[Start of SUPPLIED MATERIAL]

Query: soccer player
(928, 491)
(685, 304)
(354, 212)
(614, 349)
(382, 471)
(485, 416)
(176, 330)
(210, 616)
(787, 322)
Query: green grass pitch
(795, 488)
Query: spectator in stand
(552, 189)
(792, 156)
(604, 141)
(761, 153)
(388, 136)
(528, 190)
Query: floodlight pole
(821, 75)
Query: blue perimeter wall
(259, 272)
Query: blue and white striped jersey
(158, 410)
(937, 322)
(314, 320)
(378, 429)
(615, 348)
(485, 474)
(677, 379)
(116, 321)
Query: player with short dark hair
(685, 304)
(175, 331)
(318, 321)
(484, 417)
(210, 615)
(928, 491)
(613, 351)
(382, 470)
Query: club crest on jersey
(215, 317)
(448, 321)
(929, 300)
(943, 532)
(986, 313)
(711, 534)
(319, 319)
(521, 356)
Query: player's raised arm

[End of SUPPLIED MATERIAL]
[Start of SUPPLIED MATERIAL]

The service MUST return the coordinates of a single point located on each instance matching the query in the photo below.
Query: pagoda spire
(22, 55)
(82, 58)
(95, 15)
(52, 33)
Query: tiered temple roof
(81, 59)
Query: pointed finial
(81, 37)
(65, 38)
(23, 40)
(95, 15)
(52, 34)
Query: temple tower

[End of SUPPLIED MATERIAL]

**AIM**
Please revise the items in the stretch from the line containing "Query: blue perimeter wall" through the line containing "Query: player's raised arm", changing "jersey" to "shirt" and leaving everything else as it is. Give back only those lines.

**WRITTEN RESPONSE**
Query: blue perimeter wall
(259, 272)
Query: blue and white striped shirt
(158, 410)
(937, 322)
(314, 320)
(378, 429)
(615, 348)
(485, 474)
(677, 379)
(116, 321)
Query: player with short dark hair
(685, 304)
(175, 331)
(318, 321)
(484, 417)
(210, 615)
(928, 491)
(613, 351)
(382, 470)
Query: club crest on shirt
(215, 317)
(448, 321)
(929, 300)
(943, 532)
(986, 313)
(711, 534)
(319, 319)
(521, 356)
Query: player's raised arm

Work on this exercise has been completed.